§ **Task details**: When you reach the line with "Target: rocky slope" in the listing below, transcribe it and each line after it up to and including the line with "[ ] one point per instance of the coastal", exactly and with nothing else.

§ **Provided entries**:
= Beginning of Section =

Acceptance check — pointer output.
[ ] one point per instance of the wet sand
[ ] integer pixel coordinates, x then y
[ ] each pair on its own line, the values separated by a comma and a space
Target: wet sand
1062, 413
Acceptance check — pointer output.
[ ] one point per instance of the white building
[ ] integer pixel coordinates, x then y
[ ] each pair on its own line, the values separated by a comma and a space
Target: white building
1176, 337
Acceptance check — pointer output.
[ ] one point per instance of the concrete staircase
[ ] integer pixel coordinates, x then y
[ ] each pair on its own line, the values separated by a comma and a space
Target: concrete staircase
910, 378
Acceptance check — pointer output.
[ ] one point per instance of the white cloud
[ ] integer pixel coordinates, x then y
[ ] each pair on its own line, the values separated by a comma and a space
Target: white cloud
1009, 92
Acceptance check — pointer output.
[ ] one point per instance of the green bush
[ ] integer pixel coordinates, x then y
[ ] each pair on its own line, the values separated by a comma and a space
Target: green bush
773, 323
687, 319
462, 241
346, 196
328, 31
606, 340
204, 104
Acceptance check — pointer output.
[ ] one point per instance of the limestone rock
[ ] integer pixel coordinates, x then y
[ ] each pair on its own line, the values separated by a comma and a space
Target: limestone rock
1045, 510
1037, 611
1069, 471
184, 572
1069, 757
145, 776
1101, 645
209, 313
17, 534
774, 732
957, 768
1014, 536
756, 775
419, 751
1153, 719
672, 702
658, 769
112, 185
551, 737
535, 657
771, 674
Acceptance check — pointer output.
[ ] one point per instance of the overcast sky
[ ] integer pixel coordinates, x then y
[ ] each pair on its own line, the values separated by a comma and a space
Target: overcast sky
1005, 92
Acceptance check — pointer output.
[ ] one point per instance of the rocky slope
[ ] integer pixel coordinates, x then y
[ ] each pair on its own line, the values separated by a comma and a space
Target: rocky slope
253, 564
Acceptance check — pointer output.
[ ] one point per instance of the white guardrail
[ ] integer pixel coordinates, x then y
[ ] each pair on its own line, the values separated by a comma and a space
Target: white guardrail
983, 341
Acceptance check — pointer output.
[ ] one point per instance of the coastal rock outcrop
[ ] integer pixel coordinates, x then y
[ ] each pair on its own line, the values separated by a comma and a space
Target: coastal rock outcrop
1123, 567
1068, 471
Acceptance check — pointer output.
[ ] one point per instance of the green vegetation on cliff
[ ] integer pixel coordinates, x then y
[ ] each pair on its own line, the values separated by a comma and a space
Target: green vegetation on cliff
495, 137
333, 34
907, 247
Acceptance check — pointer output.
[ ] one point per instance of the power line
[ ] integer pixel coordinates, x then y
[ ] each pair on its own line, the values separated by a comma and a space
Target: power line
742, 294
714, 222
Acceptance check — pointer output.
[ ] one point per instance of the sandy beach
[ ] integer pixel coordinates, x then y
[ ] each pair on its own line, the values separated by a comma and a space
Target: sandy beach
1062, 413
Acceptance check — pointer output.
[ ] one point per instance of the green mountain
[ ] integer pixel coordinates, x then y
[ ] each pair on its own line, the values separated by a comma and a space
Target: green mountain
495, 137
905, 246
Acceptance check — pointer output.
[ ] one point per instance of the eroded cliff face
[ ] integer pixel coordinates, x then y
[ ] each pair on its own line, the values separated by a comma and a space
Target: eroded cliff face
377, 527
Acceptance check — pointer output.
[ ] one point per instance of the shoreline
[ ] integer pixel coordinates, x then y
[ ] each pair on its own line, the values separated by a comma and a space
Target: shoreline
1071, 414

= End of Section =
= Beginning of Section =

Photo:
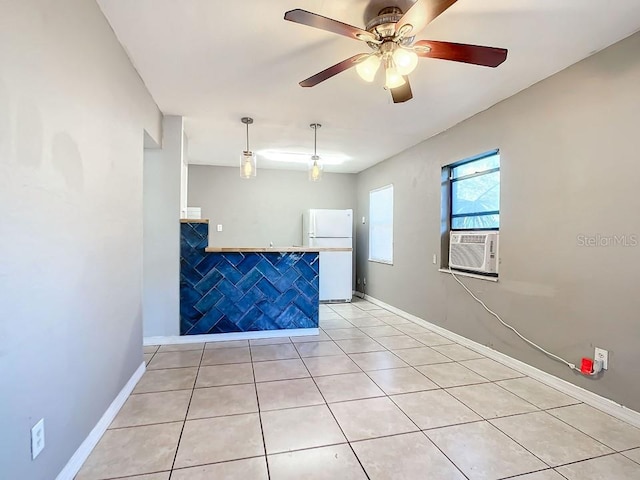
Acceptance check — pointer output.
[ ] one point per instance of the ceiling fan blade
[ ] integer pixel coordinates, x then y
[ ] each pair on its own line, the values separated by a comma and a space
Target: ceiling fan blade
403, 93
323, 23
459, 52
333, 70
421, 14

= End of Section =
= Beginning of Section =

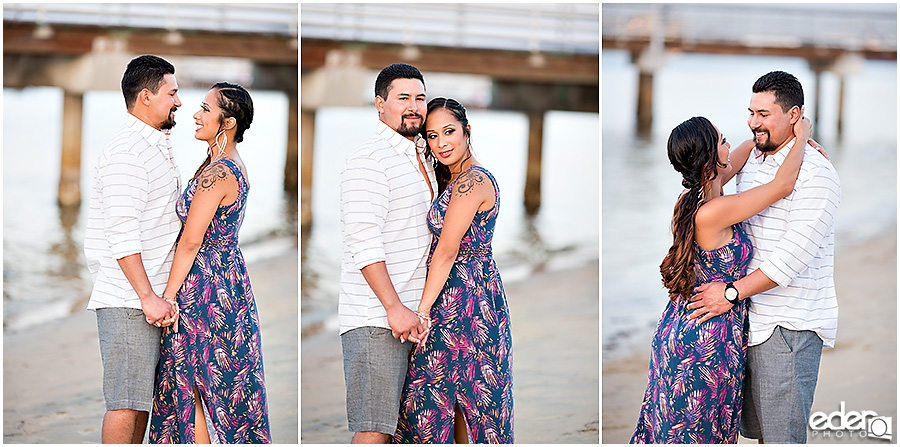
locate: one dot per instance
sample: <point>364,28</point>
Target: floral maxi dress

= End of Section =

§ **Exercise response**:
Target: rocky slope
253, 564
Acceptance check — pointer output.
[ ] one point per instance of the white guardrail
[ ] integer pixel coordinates, x then y
[ ] each pair on its own line, the values separated by a comma and a space
Target: white guardrail
983, 341
Acceptance check — pointer output.
[ ] one point per instance of the coastal rock outcrop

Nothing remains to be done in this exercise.